BRIEF —
Beginning at the line containing "Exercise. Put one marker on every instance of the small shrub", output every line to the end of the data below exactly as it appears.

RECORDS FOR THE TASK —
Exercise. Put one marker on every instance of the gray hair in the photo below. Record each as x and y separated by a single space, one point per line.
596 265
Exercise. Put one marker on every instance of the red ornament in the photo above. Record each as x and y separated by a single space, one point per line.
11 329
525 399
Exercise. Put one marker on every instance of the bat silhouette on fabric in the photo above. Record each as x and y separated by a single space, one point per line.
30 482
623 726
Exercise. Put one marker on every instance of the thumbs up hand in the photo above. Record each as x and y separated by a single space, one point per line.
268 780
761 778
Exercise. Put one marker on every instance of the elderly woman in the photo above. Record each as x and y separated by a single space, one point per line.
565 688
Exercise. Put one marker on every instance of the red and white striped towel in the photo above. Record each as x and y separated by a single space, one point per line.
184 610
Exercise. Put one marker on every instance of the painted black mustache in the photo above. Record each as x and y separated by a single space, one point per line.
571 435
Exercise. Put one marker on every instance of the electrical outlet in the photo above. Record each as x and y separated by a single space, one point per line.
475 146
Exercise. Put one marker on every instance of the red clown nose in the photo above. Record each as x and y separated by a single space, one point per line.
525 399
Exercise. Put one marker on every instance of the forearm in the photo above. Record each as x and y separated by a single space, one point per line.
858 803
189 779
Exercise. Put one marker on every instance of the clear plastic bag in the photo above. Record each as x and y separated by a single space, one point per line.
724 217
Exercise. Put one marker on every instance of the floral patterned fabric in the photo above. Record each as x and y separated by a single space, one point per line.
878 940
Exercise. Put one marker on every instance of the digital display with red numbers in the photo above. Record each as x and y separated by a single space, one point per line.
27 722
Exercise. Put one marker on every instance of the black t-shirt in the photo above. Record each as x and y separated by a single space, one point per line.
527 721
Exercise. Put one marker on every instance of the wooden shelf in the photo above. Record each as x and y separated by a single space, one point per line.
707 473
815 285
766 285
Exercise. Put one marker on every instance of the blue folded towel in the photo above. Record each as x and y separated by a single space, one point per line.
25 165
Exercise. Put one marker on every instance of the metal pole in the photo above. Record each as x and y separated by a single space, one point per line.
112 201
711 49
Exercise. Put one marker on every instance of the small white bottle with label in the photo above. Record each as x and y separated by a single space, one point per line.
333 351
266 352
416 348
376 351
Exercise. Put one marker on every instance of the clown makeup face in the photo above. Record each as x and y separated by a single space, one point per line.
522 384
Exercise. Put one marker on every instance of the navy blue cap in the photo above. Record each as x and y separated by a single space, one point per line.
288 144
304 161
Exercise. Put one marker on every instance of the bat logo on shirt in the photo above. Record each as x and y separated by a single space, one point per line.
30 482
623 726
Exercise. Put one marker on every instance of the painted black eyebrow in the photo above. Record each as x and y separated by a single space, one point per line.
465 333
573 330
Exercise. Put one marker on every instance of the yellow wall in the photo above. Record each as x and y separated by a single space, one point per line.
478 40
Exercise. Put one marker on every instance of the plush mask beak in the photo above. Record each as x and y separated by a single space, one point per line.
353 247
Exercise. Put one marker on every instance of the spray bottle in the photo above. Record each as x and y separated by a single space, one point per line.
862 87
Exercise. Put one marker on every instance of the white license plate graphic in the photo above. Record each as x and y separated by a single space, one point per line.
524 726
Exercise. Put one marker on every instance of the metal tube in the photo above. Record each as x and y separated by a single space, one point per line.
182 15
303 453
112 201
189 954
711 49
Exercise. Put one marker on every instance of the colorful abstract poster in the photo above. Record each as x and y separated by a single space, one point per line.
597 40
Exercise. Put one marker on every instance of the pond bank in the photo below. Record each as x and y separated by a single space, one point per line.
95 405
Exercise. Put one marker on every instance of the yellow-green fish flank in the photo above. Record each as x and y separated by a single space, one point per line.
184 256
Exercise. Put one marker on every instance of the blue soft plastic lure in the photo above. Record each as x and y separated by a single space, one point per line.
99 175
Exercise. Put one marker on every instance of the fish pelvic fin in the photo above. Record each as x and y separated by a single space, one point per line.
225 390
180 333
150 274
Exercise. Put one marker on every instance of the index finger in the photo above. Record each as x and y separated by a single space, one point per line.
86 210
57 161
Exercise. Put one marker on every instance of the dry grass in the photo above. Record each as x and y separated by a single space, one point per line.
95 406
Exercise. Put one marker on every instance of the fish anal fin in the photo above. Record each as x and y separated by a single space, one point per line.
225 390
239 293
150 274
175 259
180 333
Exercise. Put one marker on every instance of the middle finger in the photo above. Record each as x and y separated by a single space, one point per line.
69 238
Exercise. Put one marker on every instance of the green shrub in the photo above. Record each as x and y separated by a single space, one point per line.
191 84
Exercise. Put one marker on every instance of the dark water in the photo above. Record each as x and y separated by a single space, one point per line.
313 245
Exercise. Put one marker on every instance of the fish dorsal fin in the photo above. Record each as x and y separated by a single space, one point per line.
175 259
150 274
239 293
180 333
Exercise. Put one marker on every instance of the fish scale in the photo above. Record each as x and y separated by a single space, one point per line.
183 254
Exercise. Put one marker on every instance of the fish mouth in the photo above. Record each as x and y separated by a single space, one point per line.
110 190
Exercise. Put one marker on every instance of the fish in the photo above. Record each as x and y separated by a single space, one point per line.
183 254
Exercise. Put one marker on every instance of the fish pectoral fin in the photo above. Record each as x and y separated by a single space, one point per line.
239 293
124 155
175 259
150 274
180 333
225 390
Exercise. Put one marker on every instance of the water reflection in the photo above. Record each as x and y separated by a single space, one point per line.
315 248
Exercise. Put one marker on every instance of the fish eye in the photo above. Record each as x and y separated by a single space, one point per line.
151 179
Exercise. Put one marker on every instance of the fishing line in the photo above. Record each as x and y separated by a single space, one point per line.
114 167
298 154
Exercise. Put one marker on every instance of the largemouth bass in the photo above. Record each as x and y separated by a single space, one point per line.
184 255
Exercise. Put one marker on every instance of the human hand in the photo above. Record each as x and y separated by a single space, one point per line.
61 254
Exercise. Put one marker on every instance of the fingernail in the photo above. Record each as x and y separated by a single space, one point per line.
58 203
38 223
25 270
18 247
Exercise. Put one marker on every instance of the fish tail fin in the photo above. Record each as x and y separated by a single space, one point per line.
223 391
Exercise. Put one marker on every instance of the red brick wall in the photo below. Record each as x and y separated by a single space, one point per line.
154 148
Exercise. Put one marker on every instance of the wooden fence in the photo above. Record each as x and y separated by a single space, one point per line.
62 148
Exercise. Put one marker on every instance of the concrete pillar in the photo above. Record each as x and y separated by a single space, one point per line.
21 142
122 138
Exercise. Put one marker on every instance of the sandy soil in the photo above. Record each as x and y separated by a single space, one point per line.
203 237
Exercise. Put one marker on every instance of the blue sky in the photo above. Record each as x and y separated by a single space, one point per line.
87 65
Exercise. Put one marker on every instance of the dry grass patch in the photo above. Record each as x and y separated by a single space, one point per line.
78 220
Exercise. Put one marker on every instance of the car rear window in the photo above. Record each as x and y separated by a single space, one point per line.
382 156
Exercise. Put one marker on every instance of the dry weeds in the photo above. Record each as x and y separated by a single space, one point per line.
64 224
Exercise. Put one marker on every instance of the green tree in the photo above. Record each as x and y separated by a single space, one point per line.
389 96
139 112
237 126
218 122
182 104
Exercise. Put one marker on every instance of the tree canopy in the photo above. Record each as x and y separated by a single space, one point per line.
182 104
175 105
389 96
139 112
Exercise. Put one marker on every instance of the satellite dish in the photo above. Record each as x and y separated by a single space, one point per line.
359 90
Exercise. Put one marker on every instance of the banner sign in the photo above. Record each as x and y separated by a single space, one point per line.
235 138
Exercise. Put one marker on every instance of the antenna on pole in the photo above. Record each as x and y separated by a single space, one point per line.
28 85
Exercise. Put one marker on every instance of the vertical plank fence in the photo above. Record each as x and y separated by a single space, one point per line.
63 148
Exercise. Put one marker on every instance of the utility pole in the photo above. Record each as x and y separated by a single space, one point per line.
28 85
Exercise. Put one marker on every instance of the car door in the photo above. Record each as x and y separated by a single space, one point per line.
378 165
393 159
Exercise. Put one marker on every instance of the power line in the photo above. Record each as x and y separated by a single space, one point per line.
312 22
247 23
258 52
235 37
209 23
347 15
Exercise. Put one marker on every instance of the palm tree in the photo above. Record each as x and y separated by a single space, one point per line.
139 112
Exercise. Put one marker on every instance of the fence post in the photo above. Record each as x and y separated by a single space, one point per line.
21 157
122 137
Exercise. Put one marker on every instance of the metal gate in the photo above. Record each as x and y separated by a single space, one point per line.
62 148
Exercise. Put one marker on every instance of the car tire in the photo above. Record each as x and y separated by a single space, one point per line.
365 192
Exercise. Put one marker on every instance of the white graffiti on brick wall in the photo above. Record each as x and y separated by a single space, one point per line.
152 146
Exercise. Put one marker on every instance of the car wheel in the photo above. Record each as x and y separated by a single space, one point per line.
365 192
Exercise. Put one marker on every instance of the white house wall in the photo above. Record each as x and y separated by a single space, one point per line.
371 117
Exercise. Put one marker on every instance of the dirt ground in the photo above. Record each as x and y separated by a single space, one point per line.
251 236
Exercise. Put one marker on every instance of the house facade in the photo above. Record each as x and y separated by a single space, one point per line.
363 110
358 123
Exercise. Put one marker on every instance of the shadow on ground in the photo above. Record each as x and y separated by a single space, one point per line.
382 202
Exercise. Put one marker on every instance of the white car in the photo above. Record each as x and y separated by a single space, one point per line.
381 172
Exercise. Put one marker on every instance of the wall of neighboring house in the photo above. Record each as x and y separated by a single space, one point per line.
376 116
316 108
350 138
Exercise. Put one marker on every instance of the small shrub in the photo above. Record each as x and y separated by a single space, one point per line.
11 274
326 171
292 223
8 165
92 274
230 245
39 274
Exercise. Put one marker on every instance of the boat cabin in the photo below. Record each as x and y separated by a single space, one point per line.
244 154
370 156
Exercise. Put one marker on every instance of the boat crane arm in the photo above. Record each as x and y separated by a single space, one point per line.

TASK RESULT —
Exercise. Put one marker on every instance of the small shrub in the photo above. Record each as x and y separated by a single space, one point per line.
11 274
326 171
292 223
8 165
92 274
230 245
39 274
Exercise. Put one marker on every instance of the boat cabin in the photo below. Record each as x and y separated by a single space, one point per line.
244 154
370 156
Exercise. Put one marker on every instance of the boat crane arm in the photo above. Record each as x and y separated by a single space, one point per line.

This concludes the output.